* **Text section**
# Smith & Wesson 27-2



## donrita72 (Mar 31, 2021)

What year was my 27-2 produced with a serial number N331768


----------



## wirenut (Dec 16, 2015)

Welcome from Northern Illinois.
I don't have a book, but I believe if you call S&W they may help with your inquiry
You have in my opinion the finest revolver Smith&Wesson ever made.
Good Luck in your search..


----------



## donrita72 (Mar 31, 2021)

Thanks


----------



## donrita72 (Mar 31, 2021)

I just bought this today and it came in a presentation wood box Brand New unfired


----------



## wirenut (Dec 16, 2015)

donrita72 said:


> I just bought this today and it came in a presentation wood box Brand New unfired


I have one in Nickle with an 8 3/8 barrel with all the extra's that I bought new in the 70's and it is also unfired.


----------



## Goldwing (Nov 5, 2014)

wirenut said:


> I have one in Nickle with an 8 3/8 barrel with all the extra's that I bought new in the 70's and it is also unfired.


Post us a pic please!


----------



## wirenut (Dec 16, 2015)




----------



## Goldwing (Nov 5, 2014)

wirenut said:


> View attachment 19641
> View attachment 19642


WOW!


----------



## wirenut (Dec 16, 2015)

In my opinion knowing when a firearm is built is useless, unless it is a very old firearm and you are a collector.
I have seen over the years is this is a typical new members first post.
A simple introduction would be sufficient instead of asking for information for a first post.
But that's just me.


----------



## Minorcan (Apr 18, 2020)

Welcome to the forum. That serial number places it shipped in 1975 or 1976. Now you do realize we like pictures!


----------

* **Goals**
1. Repeat everything in the revolver thread from "In my opinion knowing" down to "members first post.".
2. Summarize the revolver thread in two sentences.
3. Answer these questions about the revolver thread:
(a) What serial number is given for the 27-2?
(b) What barrel length does wirenut's nickel revolver have?
(c) Where does wirenut's welcome come from?
The listing has no connection to the revolver thread.

* **Items**

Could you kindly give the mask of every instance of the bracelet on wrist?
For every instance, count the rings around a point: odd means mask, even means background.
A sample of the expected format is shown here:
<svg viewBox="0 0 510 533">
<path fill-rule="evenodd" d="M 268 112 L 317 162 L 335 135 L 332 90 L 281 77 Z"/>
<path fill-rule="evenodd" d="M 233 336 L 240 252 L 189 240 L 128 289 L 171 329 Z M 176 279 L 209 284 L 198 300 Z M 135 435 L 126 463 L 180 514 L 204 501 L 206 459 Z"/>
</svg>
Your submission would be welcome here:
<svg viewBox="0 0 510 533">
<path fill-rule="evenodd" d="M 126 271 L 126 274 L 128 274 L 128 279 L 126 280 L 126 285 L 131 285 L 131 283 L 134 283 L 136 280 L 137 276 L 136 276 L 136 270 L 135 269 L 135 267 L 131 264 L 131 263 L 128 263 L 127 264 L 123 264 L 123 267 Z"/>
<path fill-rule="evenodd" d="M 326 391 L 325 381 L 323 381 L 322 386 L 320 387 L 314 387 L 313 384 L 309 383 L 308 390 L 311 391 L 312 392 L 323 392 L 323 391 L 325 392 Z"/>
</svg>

* **The answers**
1.
In my opinion knowing when a firearm is built is useless, unless it is a very old firearm and you are a collector.
I have seen over the years is this is a typical new members first post.

2. A forum member asks what year a Smith & Wesson 27-2 with serial number N331768 was produced, adding that it was bought that day and came brand new and unfired in a presentation wood box. One reply suggests calling S&W about the inquiry, and another says the serial number places it shipped in 1975 or 1976.

3.
(a) N331768
(b) 8 3/8
(c) Northern Illinois